◆ DOCUMENT EXCERPT ◆
'''

Re: offsite/onsite rates

Subject: Re: offsite/onsite rates
From: Nancy Hickman <nhickman -at- GVI -dot- NET>
Date: Mon, 6 Apr 1998 16:52:03 -0500

People just starting in contract work often are amazed at the costs
eventually incurred by doing work at home. They never counted on this
when they set their billable rate.

When you start out, you may have everything you need. Eventually,
though, you will have to upgrade your equipment and software, and the
time and expense to do this often knocks people for a loop. Especiallly
when you upgrade, and it hoses some other software or hardware on your
system, and you spend a couple of days straightening it out. I speak
with recent experience here, but fortunately, I "bit the upgrade bullet"
over a weekend when I was not working on projects. Remember though,
while you are out of equipment, you either can't work or have to make
arrangements for other equipment. You can't ethically bill clients for
this time or for the time and expense to upgrade, except in certain
special circumstances.

'''

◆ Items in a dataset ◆

'''

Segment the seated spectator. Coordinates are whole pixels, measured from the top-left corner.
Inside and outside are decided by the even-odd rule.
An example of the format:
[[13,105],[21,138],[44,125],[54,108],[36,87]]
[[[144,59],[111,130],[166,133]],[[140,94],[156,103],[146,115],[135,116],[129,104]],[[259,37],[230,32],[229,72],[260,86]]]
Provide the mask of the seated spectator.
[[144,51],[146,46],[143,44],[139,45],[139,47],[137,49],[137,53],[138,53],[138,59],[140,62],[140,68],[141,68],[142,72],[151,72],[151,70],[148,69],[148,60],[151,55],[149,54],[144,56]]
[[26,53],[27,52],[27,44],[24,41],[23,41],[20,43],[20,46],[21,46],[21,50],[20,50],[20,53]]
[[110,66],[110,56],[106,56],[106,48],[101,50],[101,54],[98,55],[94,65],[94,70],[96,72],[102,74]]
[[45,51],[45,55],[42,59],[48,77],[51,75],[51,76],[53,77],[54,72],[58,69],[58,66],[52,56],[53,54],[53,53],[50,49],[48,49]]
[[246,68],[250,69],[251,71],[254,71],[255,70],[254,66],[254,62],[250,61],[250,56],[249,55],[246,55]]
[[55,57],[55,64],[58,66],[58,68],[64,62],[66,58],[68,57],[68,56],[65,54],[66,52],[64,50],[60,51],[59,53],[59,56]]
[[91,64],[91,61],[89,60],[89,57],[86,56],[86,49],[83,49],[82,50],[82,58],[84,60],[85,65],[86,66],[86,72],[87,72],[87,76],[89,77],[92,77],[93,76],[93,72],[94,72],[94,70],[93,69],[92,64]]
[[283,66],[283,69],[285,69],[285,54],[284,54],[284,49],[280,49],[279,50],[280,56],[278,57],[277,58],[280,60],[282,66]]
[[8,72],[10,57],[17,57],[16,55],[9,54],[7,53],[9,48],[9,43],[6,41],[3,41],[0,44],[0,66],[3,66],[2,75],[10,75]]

'''

◆ DIRECTIONS ◆
1) According to the message about offsite/onsite rates, when did the writer "bit the upgrade bullet"?
2) Carry the message about offsite/onsite rates forward from its last sentence.
The records play no part here.

◆ EXERCISE ANSWERS ◆
1) Over a weekend when the writer was not working on projects.

2)
It's been said and said again, but you must have backup plans, and you
must plan regular system and software upgrades around your work. If you
were on a client site, they would be liable for this, and it's possible
you might get paid while a system admin tinkered with your system, and
you would get paid to restore work lost if they were liable for the
storage of backup data. If you are not on site, you are liable, and it's
your own time.

-- Nancy


Laurie Little wrote:
>
> Thanks Rowena
> Actually, I did spend a fair bit of time with the archives. There were
> many postings about rates, but no indication if anyone had different
> rates for onsite vs offsite work.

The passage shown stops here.